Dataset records
- - -

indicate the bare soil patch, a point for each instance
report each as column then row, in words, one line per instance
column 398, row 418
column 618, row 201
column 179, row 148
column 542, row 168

- - -

* **STATED PROBLEM**
Reproduce the listing above line for line, changing nothing.

* **EXERCISE RESPONSE**
indicate the bare soil patch, a point for each instance
report each as column then row, in words, one line per instance
column 398, row 418
column 618, row 201
column 179, row 148
column 542, row 168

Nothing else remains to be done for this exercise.